• DATA FOR THIS TASK:
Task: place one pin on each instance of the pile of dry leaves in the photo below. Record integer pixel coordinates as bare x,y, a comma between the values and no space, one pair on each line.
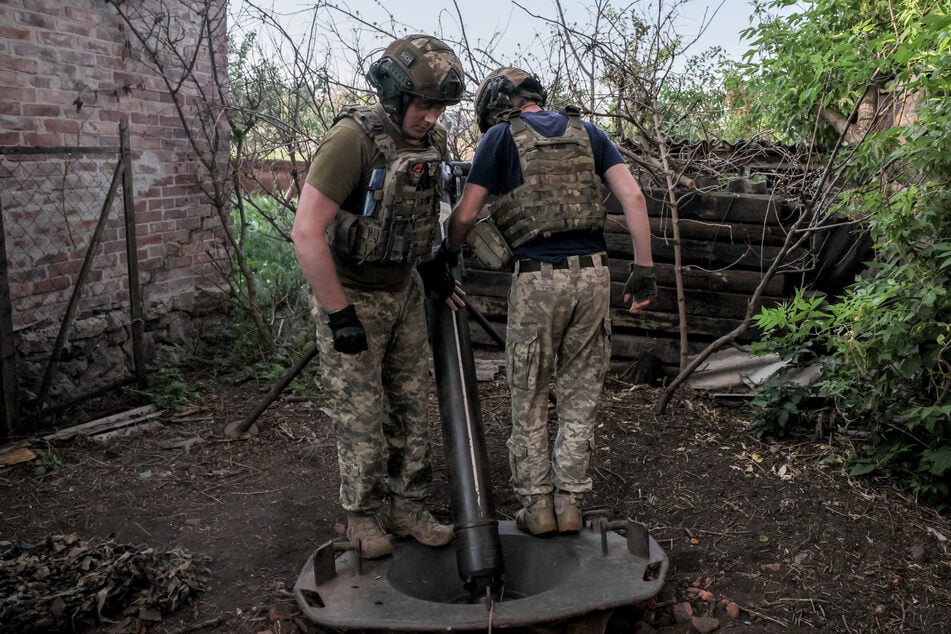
65,583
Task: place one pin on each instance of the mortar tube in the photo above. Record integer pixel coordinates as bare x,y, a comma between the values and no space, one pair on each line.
475,529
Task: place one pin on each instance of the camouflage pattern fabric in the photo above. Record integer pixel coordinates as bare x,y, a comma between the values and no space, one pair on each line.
559,331
379,399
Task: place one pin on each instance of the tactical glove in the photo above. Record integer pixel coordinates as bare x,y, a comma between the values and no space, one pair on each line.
437,272
348,332
641,284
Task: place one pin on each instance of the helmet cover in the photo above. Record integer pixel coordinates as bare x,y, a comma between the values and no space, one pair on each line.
416,66
493,95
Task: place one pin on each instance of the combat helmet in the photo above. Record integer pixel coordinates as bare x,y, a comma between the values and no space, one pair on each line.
493,96
416,66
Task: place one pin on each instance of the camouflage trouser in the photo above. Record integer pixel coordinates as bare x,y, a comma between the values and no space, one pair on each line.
379,399
559,329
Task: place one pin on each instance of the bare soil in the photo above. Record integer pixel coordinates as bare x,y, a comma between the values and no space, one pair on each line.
760,536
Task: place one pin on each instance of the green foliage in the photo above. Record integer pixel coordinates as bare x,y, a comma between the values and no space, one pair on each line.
281,294
168,389
883,346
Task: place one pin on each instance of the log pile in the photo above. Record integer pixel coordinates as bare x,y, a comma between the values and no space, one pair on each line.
728,239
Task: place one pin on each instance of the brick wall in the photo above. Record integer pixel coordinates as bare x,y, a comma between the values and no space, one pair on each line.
70,71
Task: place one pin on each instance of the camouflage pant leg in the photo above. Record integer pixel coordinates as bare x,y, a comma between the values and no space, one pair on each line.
407,383
583,359
533,300
379,399
557,324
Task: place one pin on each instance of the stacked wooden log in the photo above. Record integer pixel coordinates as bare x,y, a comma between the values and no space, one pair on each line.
728,241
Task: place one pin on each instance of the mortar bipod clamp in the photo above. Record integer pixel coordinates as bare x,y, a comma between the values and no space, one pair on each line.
637,534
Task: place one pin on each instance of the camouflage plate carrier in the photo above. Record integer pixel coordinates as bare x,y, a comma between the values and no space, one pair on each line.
561,190
404,220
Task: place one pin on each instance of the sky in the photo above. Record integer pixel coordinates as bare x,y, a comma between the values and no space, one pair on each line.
503,22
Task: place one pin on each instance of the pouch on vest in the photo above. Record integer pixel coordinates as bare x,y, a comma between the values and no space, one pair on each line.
488,246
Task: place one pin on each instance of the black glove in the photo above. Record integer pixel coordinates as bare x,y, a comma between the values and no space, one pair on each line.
437,273
349,335
641,284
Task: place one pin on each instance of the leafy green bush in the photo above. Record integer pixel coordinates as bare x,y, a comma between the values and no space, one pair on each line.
883,346
280,293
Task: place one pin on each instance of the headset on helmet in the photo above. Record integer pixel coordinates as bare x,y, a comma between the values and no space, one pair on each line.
493,96
416,66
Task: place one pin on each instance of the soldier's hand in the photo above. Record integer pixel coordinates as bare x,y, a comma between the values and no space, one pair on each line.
437,272
349,335
640,288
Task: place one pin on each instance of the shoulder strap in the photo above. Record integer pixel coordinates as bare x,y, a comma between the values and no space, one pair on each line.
370,121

• TASK TO COMPLETE: Images must not appear in the copy; reproduce everything else in the records verbatim.

• EXERCISE RESULT:
Task: place one pin on each instance of the pile of dry leaves in the photo below. Record integer pixel coordinates as bare x,y, a comma between the values and no space, one pair on each line.
65,583
Task: place one pin on each instance of the mortar tube in the photo above. Record integer pixel coordinates as bare x,y, a comma between the values and no space, one pair on each line.
475,529
Task: place one pin on each instance of the camouflage pattern fabric in the photo above. Record integer pixel coordinates as bare x,y, a comma between the values and no space, one pair on each line.
559,331
379,399
Task: place one pin on each instance of the tactical glove in the photo above. Record integer pixel coordinates as bare x,y, a comma between the values and no space, one pair on each line.
437,272
348,332
641,284
Task: place one pin on each instance of the helmet cover in the photo above. Record integer pixel coordinates as bare x,y, a comma between the values and no space, one pair on each line.
416,66
493,95
Task: place one pin on each instance of the combat helmet in the photo above. Record integer pixel coordinates as bare x,y, a comma between the values and no space, one pair on each line.
493,96
416,66
Task: place one pin on each instance of the camouflage trouser in the photo above. Record integer pixel coordinates as bare x,y, a comma between the values and no space, one pair on each line.
379,399
559,329
Task: place one pin on each instance of the bare soil in the photo above. Record integer pixel coordinates as bare x,y, a comma between the values and no space, one pair on each line.
760,536
Task: place one pin on each instance of the green foliage in the photo above. Record integer pixel coordinates as bare x,y, a comma between the values and no space, one pair on each line.
281,294
168,389
883,346
Task: place one pin on each instance of the log pile in the photo above. Record integer pixel coordinates as bare x,y, a comma between the values and no space, one pair on each line.
728,239
Task: place one pin on each instance of the brick wall in the photo above. Record integer pixel coordinates as bare x,y, a comma between the values and no space, one pair on each line.
70,71
Task: place one pin on each instance of the camouflage pant leg in the photo above. Record integer pixel coordinates as bare x,y, a comma between the values and no space, one pair on each line.
407,383
583,359
533,300
379,399
557,324
Task: place one pin on each instance of the stacked wooden log in the photo above. Record integer pixel coordinates as bare x,y, a comma between the values and no space, one pair on each line.
728,241
Task: place one pin on each instance of the mortar bipod clamp in the photo above. Record integer pixel coordinates as bare x,y, a comma between the values and no space, one pair on each line.
637,534
Task: place one pin on each instance of the camouflage plate carrier in the photo above. Record integer pixel coordinates as bare x,y, a comma between the values and no space, one pair on each line.
561,190
404,220
Task: place one pin on each instance of the sky in the photo above. Record integer pixel coordinates as bare x,y, a comma between the values and no space, one pair on each line.
503,22
Task: place one pin on each instance of the pouch on vest in the photo above. Record integer pixel coordinates as bare x,y, a comma between the values and no space, one pair on each line.
488,246
Task: place one pin on each instance of the black glove in the photo above. Record integer pixel coordinates as bare x,y, a comma between the values and no space, one pair on each line.
437,273
349,335
641,284
Task: place one pin on each instance of the leafy green bush in the photo above. Record integer pixel coordinates as bare x,y, a comma between the values and no space, one pair on each line.
883,346
280,293
Task: place one pin on each instance of the headset on helmet in the photo above. Record integer pixel coordinates as bare x,y, a comma between the values and no space, one pair on each line.
493,96
416,66
Task: place one pin on each instance of the soldier's hand in the photo above. Record integer pixel coordinates as bare x,y, a comma between the values and no space, one pair on each line.
437,272
349,335
640,288
Task: place one pin on each instance of the shoulder strap in the photo above. Record integer pixel coordinates as bare x,y, a comma between the values and no space, one pair on each line.
370,121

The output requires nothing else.